WRITTEN REQUEST: Rewrite the lines of the location labeling data from the first line up to and including the line with "(1129, 419)", requests included. Shift every coordinate in the answers by adding 123 to it.

[Excerpts of location labeling data]
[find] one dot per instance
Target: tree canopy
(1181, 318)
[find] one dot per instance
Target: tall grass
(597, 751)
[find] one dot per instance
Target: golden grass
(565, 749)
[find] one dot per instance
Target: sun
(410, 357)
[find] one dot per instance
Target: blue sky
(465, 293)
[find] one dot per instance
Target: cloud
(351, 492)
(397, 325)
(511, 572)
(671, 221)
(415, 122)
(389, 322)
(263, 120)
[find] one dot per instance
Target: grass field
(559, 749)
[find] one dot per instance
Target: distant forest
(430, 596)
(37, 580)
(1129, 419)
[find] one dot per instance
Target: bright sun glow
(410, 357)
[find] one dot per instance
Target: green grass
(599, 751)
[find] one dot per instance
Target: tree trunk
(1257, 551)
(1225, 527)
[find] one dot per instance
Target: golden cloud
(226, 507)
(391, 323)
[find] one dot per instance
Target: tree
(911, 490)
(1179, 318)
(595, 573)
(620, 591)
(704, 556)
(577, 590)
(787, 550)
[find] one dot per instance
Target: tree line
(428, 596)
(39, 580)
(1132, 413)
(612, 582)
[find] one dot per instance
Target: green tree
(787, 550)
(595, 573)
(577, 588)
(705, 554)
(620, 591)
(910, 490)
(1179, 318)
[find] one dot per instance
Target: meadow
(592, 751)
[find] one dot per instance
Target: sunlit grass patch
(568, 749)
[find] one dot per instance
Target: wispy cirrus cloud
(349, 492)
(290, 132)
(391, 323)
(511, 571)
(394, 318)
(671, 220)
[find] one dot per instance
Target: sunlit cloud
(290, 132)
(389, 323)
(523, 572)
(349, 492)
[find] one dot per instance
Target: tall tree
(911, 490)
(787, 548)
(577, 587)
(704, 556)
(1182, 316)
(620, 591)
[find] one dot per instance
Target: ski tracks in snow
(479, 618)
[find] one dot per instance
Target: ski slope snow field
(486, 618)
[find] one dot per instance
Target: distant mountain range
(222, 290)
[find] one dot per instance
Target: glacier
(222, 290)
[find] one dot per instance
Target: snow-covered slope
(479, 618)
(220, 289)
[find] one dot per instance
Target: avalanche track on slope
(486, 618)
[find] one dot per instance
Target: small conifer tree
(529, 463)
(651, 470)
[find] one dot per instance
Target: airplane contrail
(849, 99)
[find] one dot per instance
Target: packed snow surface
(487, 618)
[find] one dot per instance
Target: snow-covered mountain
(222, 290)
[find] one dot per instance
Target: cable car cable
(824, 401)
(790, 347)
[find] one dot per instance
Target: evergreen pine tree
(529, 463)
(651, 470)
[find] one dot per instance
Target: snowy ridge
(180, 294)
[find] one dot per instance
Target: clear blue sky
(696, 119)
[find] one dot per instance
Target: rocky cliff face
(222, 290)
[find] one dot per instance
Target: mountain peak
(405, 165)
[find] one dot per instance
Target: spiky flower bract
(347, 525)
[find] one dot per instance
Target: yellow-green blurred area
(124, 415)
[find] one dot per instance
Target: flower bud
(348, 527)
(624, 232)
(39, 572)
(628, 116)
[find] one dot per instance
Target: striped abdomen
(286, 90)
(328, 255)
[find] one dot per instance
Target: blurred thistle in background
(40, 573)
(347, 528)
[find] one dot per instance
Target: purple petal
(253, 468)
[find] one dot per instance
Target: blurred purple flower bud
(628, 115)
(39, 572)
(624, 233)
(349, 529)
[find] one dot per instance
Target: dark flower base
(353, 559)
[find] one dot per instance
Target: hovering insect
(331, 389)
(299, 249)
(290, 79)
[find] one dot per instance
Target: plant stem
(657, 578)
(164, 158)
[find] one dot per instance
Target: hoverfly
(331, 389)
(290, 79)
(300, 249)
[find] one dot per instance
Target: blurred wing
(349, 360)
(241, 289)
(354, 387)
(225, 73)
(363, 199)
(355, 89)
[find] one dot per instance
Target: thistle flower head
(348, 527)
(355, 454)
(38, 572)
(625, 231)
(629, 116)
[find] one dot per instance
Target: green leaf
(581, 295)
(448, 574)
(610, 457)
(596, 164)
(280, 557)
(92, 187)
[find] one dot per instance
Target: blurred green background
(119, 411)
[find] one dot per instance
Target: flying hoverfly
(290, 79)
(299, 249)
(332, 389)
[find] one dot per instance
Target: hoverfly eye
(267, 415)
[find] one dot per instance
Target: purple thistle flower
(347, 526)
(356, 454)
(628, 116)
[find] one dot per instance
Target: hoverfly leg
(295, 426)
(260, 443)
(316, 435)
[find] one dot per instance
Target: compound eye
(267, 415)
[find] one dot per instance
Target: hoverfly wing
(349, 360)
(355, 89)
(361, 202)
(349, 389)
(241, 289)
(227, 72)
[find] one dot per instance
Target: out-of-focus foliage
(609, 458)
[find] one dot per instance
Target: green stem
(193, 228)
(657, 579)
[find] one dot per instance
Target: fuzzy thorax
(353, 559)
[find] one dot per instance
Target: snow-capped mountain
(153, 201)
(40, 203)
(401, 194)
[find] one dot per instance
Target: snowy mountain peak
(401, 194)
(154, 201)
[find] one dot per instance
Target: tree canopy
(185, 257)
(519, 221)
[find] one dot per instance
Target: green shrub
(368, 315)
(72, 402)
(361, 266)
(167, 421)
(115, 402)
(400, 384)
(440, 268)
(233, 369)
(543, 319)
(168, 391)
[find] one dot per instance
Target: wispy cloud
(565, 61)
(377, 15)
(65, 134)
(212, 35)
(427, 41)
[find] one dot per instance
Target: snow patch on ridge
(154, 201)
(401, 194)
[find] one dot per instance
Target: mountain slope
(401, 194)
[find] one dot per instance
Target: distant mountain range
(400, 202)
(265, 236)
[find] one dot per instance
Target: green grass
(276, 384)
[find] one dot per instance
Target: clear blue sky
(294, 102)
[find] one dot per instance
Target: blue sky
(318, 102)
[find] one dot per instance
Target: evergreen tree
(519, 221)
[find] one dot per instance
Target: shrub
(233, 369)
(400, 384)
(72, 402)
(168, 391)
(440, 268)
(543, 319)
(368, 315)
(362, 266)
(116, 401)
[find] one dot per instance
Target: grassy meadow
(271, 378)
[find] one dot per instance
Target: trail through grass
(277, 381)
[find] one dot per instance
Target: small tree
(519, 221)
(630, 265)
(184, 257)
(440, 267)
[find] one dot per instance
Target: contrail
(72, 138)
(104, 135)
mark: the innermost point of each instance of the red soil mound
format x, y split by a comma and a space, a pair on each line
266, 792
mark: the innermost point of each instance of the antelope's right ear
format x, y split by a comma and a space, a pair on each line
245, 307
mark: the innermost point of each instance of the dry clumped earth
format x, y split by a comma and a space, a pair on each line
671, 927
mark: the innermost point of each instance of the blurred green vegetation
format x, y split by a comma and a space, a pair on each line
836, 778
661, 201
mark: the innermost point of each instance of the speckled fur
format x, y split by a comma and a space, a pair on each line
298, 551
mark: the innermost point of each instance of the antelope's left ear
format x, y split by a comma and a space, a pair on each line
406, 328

OUTPUT FOR THIS TASK:
[find] one dot per instance
Target: tree canopy
(1304, 441)
[find] one dot per instance
Target: tall grass
(720, 874)
[find] one dot per instance
Target: golden grass
(688, 872)
[find] one dot per instance
Target: sun
(533, 480)
[find] one dot per instance
Target: blue sky
(588, 416)
[find] one dot per instance
Target: cloud
(474, 615)
(520, 448)
(634, 695)
(794, 344)
(538, 245)
(512, 445)
(386, 243)
[find] one dot per instance
Target: grass field
(682, 872)
[find] one dot per instance
Target: distant forest
(553, 719)
(160, 703)
(1252, 542)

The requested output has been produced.